Exercise goal: In the records that follow, find each line containing "below" and copy it.

[Natural language region descriptions]
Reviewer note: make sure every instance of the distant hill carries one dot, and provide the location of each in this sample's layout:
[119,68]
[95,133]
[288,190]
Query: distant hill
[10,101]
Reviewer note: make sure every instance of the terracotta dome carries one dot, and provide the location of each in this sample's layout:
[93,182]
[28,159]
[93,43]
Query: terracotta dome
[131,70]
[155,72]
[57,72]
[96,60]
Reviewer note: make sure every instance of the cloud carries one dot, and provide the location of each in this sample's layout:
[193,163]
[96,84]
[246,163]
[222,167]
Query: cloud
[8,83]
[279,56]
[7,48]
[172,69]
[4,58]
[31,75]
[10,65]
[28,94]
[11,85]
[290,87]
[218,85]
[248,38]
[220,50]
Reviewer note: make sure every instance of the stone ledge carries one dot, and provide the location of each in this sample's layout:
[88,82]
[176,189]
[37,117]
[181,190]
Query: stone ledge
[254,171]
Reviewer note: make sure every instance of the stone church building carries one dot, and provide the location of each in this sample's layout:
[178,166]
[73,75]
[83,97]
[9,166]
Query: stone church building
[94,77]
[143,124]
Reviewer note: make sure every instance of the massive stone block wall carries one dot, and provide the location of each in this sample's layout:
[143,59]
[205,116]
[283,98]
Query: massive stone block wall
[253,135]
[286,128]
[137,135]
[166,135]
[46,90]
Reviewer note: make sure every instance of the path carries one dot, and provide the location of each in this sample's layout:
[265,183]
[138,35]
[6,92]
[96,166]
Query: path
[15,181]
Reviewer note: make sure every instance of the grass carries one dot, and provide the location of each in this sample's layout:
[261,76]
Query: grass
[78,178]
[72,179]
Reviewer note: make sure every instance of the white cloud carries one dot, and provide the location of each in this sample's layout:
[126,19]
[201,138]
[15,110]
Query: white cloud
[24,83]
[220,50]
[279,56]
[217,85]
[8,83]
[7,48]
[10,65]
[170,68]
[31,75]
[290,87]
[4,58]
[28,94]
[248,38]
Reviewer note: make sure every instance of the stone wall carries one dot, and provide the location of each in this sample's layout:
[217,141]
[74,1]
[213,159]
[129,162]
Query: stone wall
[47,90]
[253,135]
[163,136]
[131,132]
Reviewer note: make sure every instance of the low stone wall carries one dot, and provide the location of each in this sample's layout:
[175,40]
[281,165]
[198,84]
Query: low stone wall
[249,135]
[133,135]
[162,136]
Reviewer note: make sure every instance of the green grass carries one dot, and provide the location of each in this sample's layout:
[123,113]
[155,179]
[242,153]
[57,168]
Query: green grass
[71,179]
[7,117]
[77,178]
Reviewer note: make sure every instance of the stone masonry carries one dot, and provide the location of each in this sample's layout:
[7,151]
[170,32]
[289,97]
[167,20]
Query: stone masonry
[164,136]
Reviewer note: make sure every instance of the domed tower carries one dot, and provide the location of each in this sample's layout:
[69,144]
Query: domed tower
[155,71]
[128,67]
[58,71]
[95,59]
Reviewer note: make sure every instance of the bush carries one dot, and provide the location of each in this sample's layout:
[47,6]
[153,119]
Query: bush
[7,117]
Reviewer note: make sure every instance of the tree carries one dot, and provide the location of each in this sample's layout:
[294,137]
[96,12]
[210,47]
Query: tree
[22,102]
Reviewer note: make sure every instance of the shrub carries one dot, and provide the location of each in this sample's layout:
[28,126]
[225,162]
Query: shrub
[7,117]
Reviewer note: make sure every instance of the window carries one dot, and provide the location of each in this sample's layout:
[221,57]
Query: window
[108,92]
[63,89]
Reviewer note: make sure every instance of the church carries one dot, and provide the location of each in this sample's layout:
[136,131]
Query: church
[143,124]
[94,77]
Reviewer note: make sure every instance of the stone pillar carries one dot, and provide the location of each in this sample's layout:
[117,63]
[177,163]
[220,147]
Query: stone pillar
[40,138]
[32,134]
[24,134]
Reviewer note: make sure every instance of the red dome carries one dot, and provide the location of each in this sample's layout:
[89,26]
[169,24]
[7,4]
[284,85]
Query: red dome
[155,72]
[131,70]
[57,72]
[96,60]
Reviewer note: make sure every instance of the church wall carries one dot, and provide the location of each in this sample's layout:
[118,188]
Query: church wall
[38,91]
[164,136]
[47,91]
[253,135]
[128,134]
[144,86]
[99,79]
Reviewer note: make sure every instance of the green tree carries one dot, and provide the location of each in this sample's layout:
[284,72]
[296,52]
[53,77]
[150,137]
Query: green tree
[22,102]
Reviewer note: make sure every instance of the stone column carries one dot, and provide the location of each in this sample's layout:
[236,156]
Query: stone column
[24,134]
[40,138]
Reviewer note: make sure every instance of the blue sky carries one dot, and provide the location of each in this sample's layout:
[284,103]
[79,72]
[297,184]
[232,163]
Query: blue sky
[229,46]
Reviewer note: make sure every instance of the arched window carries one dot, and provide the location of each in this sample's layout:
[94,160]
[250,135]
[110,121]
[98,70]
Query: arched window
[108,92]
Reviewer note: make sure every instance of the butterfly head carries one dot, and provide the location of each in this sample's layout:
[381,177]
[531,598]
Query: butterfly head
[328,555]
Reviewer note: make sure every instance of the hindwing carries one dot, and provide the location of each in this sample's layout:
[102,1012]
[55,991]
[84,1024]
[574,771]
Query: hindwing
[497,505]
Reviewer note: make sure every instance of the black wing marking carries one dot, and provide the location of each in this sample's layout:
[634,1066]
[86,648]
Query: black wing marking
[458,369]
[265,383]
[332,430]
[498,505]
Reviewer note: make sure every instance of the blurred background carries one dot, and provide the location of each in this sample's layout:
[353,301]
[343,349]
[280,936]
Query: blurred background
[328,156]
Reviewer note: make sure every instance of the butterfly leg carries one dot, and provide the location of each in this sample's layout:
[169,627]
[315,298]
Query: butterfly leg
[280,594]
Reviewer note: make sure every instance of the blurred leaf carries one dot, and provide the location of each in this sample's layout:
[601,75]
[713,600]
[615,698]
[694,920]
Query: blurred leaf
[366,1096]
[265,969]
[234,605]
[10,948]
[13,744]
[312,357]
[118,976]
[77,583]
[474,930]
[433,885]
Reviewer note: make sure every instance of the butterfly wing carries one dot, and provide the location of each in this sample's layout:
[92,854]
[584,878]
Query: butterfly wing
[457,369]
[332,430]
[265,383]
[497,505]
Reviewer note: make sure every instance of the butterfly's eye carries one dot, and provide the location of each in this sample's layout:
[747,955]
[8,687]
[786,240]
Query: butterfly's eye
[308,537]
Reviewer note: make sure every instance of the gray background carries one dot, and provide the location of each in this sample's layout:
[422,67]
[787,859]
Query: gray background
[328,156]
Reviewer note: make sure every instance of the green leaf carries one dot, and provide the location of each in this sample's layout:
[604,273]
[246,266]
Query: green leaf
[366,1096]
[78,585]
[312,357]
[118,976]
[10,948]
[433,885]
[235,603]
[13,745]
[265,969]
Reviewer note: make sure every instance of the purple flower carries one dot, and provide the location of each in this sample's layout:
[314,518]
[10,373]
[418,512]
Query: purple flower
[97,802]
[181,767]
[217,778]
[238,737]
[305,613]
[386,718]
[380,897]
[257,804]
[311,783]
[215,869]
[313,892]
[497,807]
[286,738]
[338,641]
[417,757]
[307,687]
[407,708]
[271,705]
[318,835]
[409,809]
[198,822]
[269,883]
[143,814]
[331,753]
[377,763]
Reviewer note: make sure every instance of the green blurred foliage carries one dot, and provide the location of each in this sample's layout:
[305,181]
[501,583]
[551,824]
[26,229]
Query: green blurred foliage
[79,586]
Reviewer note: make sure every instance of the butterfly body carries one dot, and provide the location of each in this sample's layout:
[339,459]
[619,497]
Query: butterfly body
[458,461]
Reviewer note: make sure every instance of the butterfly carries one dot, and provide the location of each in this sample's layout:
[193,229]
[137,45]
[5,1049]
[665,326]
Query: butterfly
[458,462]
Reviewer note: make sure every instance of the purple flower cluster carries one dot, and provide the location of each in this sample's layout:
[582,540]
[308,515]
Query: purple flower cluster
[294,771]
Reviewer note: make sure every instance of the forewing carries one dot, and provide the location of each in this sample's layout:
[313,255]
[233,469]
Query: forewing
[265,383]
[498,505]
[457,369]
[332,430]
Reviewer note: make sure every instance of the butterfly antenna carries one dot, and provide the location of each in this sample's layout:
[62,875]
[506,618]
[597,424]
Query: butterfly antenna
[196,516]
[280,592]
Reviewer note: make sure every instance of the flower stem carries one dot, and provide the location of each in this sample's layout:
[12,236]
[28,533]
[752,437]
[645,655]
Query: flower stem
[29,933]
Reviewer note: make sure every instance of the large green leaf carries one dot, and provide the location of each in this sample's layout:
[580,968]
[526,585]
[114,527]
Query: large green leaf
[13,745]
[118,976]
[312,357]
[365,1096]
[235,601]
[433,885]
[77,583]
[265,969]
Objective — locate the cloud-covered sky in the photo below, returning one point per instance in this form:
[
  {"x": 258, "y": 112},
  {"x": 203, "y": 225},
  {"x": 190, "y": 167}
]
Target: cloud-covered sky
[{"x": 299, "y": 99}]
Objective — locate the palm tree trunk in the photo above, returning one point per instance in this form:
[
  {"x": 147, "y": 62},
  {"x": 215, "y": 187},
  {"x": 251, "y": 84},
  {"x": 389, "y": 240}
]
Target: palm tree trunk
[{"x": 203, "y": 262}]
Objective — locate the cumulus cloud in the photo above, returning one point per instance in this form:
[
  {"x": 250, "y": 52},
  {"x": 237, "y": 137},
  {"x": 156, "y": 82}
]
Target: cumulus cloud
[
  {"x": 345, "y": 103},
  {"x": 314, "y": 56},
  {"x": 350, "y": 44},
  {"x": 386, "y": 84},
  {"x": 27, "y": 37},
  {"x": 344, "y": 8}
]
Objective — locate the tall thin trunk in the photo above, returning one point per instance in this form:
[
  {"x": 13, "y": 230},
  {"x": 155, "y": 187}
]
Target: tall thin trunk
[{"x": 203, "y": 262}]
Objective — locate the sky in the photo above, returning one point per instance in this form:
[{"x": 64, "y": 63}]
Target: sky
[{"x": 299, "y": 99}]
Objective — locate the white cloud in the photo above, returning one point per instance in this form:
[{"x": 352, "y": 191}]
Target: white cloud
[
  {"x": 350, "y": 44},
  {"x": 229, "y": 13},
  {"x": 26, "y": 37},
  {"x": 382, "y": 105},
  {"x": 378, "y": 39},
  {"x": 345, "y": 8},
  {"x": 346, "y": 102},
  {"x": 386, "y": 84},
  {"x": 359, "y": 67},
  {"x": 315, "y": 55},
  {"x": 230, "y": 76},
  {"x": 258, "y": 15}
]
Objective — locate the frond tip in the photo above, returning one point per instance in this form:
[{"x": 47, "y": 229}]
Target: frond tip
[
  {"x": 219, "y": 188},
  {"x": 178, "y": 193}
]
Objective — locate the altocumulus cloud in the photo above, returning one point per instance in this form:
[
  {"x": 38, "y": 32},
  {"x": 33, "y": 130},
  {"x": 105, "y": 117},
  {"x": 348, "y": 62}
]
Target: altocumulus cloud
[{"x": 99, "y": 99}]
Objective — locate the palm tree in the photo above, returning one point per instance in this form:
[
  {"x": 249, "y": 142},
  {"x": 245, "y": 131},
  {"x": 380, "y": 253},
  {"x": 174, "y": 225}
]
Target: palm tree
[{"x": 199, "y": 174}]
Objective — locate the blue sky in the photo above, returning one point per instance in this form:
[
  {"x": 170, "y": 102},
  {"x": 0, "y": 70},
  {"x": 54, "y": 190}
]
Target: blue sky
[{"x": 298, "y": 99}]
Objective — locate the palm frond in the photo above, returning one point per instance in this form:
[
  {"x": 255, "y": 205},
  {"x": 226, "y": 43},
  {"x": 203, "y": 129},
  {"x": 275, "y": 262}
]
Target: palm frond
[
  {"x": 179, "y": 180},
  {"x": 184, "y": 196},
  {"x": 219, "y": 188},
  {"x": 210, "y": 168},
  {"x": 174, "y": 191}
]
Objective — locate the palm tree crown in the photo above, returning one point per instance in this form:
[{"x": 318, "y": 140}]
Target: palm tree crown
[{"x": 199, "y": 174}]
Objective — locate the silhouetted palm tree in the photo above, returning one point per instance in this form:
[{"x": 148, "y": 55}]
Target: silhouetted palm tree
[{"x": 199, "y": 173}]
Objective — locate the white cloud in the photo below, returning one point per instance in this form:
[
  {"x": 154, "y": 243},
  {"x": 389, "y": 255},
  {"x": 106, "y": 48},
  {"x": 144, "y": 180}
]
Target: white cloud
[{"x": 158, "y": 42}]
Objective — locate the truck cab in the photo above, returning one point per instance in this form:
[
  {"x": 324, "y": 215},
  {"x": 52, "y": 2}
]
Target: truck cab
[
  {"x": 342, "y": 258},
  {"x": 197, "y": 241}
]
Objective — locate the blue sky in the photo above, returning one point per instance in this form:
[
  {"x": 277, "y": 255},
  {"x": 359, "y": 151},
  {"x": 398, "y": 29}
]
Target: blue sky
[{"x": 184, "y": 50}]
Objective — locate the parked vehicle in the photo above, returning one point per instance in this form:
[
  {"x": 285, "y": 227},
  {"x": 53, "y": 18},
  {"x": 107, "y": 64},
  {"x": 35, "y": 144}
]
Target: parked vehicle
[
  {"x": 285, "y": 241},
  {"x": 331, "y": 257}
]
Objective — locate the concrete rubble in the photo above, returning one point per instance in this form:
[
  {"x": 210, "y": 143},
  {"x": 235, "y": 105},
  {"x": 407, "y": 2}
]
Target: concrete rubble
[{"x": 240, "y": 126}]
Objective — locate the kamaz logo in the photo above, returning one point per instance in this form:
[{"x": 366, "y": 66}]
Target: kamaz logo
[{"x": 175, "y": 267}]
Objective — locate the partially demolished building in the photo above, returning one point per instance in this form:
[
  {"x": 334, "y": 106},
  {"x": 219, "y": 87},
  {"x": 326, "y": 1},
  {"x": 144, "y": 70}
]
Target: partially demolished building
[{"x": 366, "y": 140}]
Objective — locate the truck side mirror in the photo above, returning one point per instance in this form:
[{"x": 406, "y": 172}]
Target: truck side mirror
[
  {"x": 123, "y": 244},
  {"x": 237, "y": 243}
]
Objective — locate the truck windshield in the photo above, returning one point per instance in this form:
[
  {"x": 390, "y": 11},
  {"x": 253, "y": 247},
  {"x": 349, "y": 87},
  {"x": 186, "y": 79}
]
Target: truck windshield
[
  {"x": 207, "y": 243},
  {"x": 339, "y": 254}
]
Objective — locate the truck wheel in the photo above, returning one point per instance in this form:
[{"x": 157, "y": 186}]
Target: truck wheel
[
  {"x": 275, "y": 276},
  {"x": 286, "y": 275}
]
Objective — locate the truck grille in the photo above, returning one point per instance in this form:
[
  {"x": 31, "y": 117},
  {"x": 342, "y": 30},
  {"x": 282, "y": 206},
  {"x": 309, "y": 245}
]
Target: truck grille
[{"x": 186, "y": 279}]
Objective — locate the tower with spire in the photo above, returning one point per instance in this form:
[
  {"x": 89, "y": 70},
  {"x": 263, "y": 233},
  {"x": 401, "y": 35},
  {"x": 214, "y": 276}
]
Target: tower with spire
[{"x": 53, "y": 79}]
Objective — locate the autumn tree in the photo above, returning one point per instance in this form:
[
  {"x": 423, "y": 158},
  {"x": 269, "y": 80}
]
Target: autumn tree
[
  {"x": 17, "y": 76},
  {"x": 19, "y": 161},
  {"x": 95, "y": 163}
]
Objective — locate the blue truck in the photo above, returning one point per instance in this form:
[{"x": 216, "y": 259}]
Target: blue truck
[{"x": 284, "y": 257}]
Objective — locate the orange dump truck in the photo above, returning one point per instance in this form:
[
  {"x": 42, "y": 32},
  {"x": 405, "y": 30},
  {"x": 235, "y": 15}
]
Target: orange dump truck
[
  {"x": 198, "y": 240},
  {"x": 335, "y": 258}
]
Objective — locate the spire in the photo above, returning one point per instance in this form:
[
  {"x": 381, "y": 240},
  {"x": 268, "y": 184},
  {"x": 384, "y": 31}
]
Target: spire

Exercise solution:
Objective — locate the cloud-covered sky in the photo below, returning one point per instance in this form:
Objective — locate the white cloud in the photo below, returning one point per instance in this form:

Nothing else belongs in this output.